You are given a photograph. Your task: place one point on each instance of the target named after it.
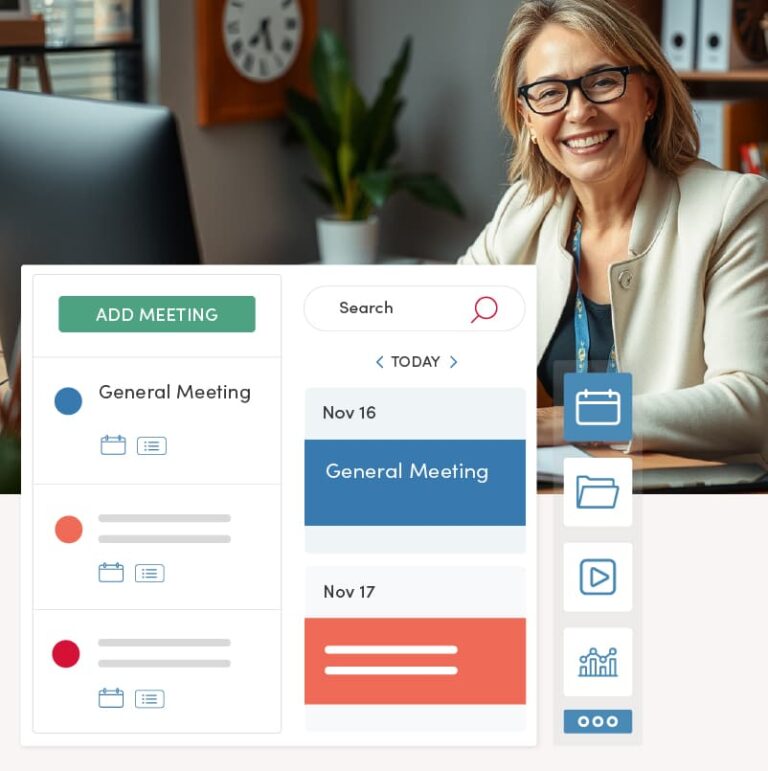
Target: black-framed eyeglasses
(547, 96)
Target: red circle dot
(65, 653)
(69, 529)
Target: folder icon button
(596, 492)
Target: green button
(157, 314)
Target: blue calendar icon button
(597, 407)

EXERCISE
Write out every line of these items again, including the requests, and scale each point coordinate in the answers by 1.45, rounding to the nearest whole number with halves rounded up. Leave the pictures out.

COMPLETE RESPONSE
You are given a photograph. Your task: place one point on each instance of the target named after it.
Target: black-framed eyeglasses
(793, 139)
Target: red circle dot
(94, 947)
(100, 767)
Target: folder icon button
(864, 713)
Target: green button
(228, 455)
Target: blue calendar icon button
(866, 590)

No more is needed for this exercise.